## WHAT YOU HAVE TO DO:
Rewrite all of the entries below, replacing every instance of "draw a bounding box around" with "mark the location of" and leaving everything else unchanged.

## LISTING:
# # # # # # #
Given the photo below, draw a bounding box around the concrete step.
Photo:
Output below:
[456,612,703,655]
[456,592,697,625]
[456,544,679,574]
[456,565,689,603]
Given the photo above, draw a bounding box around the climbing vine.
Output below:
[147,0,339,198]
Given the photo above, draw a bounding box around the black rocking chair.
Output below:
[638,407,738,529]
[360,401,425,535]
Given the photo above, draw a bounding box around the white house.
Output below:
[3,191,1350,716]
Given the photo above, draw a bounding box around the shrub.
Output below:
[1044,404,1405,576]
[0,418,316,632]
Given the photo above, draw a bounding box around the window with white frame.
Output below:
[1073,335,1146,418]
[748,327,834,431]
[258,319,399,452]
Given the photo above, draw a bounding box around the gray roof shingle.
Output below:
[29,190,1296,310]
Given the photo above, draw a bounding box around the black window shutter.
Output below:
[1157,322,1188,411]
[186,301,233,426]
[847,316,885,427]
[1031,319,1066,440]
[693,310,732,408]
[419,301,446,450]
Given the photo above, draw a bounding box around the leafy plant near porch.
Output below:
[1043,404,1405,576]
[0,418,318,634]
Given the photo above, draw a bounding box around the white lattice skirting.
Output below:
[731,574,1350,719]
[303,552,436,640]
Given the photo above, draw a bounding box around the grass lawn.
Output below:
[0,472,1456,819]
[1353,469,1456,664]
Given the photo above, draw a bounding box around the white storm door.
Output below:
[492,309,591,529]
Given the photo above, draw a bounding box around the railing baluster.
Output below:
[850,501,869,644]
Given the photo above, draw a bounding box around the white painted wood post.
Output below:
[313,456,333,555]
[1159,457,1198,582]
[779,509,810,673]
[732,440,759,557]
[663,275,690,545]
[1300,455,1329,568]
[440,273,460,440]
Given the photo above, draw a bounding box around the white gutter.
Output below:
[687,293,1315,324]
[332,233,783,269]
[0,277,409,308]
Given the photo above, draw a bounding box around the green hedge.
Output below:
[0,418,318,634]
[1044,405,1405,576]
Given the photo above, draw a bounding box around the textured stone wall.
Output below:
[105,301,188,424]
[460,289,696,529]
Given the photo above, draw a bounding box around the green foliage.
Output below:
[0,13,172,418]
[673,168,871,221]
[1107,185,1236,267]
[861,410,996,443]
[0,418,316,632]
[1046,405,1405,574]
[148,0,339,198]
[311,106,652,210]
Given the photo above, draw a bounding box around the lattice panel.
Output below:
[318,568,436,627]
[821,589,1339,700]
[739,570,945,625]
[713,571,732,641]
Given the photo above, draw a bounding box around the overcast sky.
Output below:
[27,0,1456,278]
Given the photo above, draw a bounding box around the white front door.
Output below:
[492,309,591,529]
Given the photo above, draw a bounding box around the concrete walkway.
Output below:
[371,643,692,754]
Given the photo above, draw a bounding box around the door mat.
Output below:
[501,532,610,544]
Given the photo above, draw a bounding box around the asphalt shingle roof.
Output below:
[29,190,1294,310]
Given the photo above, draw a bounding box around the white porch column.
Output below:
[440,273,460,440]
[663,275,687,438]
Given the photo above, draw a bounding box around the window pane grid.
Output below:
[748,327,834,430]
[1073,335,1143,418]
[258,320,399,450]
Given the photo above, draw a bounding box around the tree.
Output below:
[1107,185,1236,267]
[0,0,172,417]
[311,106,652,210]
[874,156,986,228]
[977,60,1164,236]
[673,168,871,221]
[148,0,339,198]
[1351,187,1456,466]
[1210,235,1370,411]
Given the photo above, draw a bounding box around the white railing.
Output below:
# # # # # # #
## EXERCISE RESPONSE:
Given the photo below, mark the location of the concrete step.
Photo:
Output below:
[456,612,703,655]
[456,592,697,625]
[456,544,679,574]
[456,565,689,603]
Given the photo above, mark the location of the climbing vine.
Output below:
[147,0,339,198]
Given the photo above, mark the location of the black rocking chair.
Output below:
[638,407,738,529]
[360,401,425,535]
Given the photo above, mark the location of the white house.
Output below:
[3,191,1350,716]
Given the photo above, mark the location of the shrub.
Output below:
[1044,404,1405,576]
[0,418,316,632]
Given the photo above, mark the location of the window with white frame.
Output below:
[1073,335,1146,418]
[748,327,834,431]
[258,319,399,452]
Given the photo above, mark the location of the gray roof shingle.
Output below:
[29,190,1296,310]
Given the photo above, mark the location of the black window shutter.
Output below:
[1157,322,1188,411]
[186,301,233,426]
[847,316,885,427]
[1031,319,1066,440]
[693,310,732,408]
[419,301,446,450]
Given the photo above, mark the location of the leafy plant near porch.
Output below:
[1043,404,1405,576]
[0,418,318,634]
Given the photo above, mark the location of the white lattice skirting.
Output below:
[731,574,1350,719]
[303,552,436,640]
Given the photo above, mark the location of the grass lawn.
Output below:
[0,472,1456,819]
[1353,469,1456,664]
Given the photo above, mark the location of the white storm door.
Output below:
[492,309,591,529]
Given the photo above, mark the location of the railing baluster.
Output below:
[850,501,869,644]
Given the photo above, mark the location of the white painted wood post.
Output below:
[313,456,333,555]
[1159,457,1198,582]
[779,509,810,673]
[732,440,759,557]
[663,275,690,545]
[1300,455,1329,568]
[440,273,460,440]
Given the photo above, mark the location of the white gutter.
Output below:
[687,293,1315,324]
[332,233,783,269]
[0,277,409,308]
Given the photo above, mark the location of the green hedge.
Output below:
[0,418,318,634]
[1044,405,1405,576]
Given the photo above, mark the location of the textured stone wall.
Output below:
[105,301,188,424]
[460,289,696,529]
Given the photo above, mark the location of the green foliage.
Output below:
[0,13,172,418]
[673,168,871,221]
[1107,185,1236,267]
[861,410,996,443]
[0,418,316,632]
[1046,405,1405,574]
[148,0,339,198]
[311,106,652,210]
Given the photo above, mark the location of the lattice panel.
Output below:
[318,568,436,627]
[821,589,1339,700]
[739,570,945,625]
[713,571,732,641]
Given the photo above, mark the location of the overcast sky.
Output below:
[27,0,1456,278]
Given the photo above, mark the location of the white front door.
Output below:
[492,309,591,529]
Given the photo above, mark the location of the concrete walkway.
Output below:
[371,643,692,754]
Given the photo above, mark the location of the door mat.
Output below:
[501,532,610,544]
Given the photo above, mark the location of the asphalt shingle roof.
Output below:
[29,190,1294,310]
Given the photo above, mark the location of the white porch column.
Output below:
[440,273,460,440]
[663,275,687,438]
Given the photo above, mark the location of the window pane grid.
Output below:
[748,327,834,430]
[1073,335,1143,418]
[258,320,399,450]
Given the photo above, mark the location of the tree.
Output below:
[1107,185,1236,267]
[0,0,172,417]
[311,106,652,210]
[874,156,986,228]
[977,60,1164,236]
[673,168,871,221]
[148,0,339,198]
[1351,187,1456,466]
[1210,235,1370,411]
Given the photo above, mark the location of the white railing.
Output below:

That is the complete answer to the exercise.